Problem to work on:
Print out the complete set of records below, exactly as they read.

--- START ---

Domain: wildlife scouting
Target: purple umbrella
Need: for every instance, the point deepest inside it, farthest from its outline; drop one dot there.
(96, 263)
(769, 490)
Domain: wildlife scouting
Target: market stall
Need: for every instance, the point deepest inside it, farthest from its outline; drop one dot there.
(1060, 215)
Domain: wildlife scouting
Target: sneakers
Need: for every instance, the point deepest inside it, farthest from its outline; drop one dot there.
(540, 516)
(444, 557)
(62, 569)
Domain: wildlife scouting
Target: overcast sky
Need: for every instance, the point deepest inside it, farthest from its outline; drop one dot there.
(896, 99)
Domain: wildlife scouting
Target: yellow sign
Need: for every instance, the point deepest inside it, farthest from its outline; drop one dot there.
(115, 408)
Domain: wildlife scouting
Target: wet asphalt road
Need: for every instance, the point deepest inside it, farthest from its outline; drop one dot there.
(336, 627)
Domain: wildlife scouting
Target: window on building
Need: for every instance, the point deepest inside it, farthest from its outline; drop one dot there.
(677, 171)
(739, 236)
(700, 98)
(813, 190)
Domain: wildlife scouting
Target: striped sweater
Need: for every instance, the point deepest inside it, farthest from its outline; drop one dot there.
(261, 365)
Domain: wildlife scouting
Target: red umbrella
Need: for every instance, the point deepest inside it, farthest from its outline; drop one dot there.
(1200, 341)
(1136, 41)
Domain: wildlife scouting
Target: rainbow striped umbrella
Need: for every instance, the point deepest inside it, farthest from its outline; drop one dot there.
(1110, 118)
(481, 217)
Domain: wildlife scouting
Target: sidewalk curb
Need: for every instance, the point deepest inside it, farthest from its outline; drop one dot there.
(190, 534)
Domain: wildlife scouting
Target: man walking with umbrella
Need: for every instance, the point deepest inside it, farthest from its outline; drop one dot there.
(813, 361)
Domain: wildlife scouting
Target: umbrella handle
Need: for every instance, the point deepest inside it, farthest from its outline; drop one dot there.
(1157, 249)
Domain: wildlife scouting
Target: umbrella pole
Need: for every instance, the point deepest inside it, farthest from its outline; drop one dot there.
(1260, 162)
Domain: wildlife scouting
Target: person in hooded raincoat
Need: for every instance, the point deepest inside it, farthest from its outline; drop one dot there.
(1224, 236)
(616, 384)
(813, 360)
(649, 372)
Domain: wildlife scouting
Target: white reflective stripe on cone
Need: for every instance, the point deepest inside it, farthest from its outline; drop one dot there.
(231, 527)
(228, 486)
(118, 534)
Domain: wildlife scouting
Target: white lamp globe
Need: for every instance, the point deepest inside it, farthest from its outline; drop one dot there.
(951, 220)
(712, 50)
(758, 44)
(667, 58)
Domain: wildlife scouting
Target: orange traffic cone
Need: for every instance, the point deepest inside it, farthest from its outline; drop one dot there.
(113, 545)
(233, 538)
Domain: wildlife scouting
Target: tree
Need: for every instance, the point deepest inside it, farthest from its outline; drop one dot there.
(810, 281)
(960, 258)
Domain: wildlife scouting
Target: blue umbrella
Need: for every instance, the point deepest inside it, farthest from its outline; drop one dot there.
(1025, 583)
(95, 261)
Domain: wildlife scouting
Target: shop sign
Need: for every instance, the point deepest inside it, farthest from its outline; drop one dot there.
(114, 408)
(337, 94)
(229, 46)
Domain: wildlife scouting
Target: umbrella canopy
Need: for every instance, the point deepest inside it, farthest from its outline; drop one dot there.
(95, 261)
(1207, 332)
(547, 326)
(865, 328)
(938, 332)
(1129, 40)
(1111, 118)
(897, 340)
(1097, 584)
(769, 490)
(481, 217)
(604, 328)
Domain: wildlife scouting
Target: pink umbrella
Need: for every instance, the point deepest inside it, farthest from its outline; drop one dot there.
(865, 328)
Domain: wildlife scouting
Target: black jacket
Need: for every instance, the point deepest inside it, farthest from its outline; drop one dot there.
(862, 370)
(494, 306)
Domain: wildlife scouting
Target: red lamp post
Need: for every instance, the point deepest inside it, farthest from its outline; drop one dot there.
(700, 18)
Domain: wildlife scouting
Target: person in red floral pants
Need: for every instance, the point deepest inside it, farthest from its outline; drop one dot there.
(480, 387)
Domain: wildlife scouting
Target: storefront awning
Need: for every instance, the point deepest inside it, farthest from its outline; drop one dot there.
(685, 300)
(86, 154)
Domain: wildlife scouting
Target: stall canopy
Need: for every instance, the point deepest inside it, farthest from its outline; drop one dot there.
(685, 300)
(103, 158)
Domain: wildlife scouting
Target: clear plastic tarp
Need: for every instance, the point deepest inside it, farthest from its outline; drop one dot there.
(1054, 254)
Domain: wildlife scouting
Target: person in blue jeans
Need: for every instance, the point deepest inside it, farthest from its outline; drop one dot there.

--- END ---

Exercise answer:
Domain: wildlife scouting
Target: purple umbrella
Need: for every instance, the point deepest inside it, farthest from its outline; drop one dot there.
(96, 263)
(769, 490)
Domain: wildlife scouting
Target: market stall
Need: for every instance, the point deepest inside it, farthest from its outline; drop one dot there.
(1060, 215)
Domain: wildlife scouting
Target: sneakers
Need: for every instance, the point deepest inside it, farthest from its outline; drop one dot there.
(540, 516)
(444, 557)
(62, 569)
Domain: wildlife scouting
Target: overcast sky
Need: for every instance, the point deepest inside it, farthest from its outline; drop one dot there.
(896, 99)
Domain: wildlife scouting
Target: yellow sign
Need: for every instance, the point deepest inside it, farthest from its outline; drop one dot there.
(115, 408)
Domain: wildlife scouting
Target: wet asphalt road
Need: for every instance, the point deepest inside it, farthest from its outline; drop one dot there.
(336, 627)
Domain: wildlife scouting
Target: window on building
Need: for every instance, the point deepest inside it, farthest from its outline; drop one dot there.
(677, 171)
(739, 236)
(700, 98)
(813, 190)
Domain: wildlife scouting
Target: striped sweater
Need: for every instance, the point deepest inside it, farthest from its outline; drop one dot there.
(261, 365)
Domain: wildlife scouting
Target: red umbrella
Need: for every instance, the point deepest inside it, farthest from its outline; drop one dot there.
(1200, 341)
(1136, 41)
Domain: wildlife scouting
Target: rainbow striped umbrella
Need: for every instance, the point deepest inside it, farthest from its outline; drop one dot there.
(1110, 118)
(481, 217)
Domain: wildlife scouting
Target: sidewalk curb
Need: for every instance, the point deepest inside it, farthest from its outline; drop one dot there.
(190, 534)
Domain: wildlife scouting
Target: man walking with umbrella
Need: for every instance, the point deepest inside it, farthest from its outline; drop one dot there.
(813, 361)
Domain: wildlife scouting
Target: umbrella handle
Need: for every instance, the point deepest inside it, farthest from its outline; drop one dot there.
(1157, 249)
Domain: wildlife scouting
Target: umbrella pole
Need: for every instance, the point deepest inside it, farthest from its outline; drop one dot there.
(1260, 162)
Domain: wildlife scouting
Target: person in hooded raincoat
Need: for every instance, the point deepest inside it, farthest from its outline; drop one dot there.
(1224, 236)
(616, 384)
(813, 360)
(649, 372)
Domain: wildlife scouting
Target: white reflective stripe on cone
Need: for every instance, the point deepest inside it, farthest from its outline; drop one dot there.
(231, 527)
(228, 486)
(118, 534)
Domain: wildlife scouting
Target: white lamp globe
Need: for every instance, the point deepest inside it, farthest from its outline; drop one dot there.
(951, 220)
(712, 50)
(758, 44)
(667, 58)
Domain: wildlife scouting
Target: orange traffic cone
Need: for every instance, the point deepest inside it, farthest from its outline; drop one dot there.
(113, 545)
(233, 538)
Domain: wildlife scouting
Target: tree
Need: for every instance, the point deepest inside it, farthest from its outline; drop one dot there.
(810, 281)
(960, 258)
Domain: wildlife scouting
Target: blue umbrella
Need: for every instance, the point deepest inside it, farthest from its outline; drop one dot there.
(1025, 583)
(95, 261)
Domain: wildlife scouting
Target: shop sign
Need: for every instance, the point deepest inside it, farthest from its outline; drop one dot there.
(114, 408)
(337, 94)
(229, 46)
Domain: wildlife scouting
Target: umbrella canopy
Need: for every instance, the point deepest inside it, farthest from its outline; drop one dot there.
(95, 261)
(1207, 332)
(547, 326)
(865, 328)
(938, 332)
(1129, 40)
(1111, 118)
(897, 340)
(1097, 584)
(769, 490)
(481, 217)
(604, 328)
Domain: wildlife scouting
Target: pink umbrella
Need: for every instance, the point deepest inside it, farthest from its outline; drop one dot there.
(865, 328)
Domain: wildlife scouting
Target: black jacket
Need: for every instance, the point deepest inside it, farthest from its outline; drop one dot there.
(862, 370)
(494, 306)
Domain: wildlife scouting
Target: red lamp post
Need: for every instance, the point deepest inside it, farthest from its outline; drop one dot there.
(700, 18)
Domain: wildlife scouting
Target: person in red floral pants
Need: for every instance, the point deepest inside it, farthest from its outline; drop one dot there.
(480, 387)
Domain: wildlife scouting
Target: storefront awning
Need: for every instance, the point deepest inside it, farthest from its outline; drop one dot there.
(685, 300)
(86, 154)
Domain: wildlife scouting
Target: stall canopy
Need: for every instance, the point deepest inside it, farthest from its outline; drop one dot there.
(685, 300)
(103, 158)
Domain: wildlife scouting
Target: clear plastic tarp
Need: for every instance, the point deepest inside it, farthest from its outline; drop one dot there.
(1054, 254)
Domain: wildlife scouting
Target: person in blue jeans
Need: for every instance, the point deepest inside it, farthest from its outline; drop one dot there.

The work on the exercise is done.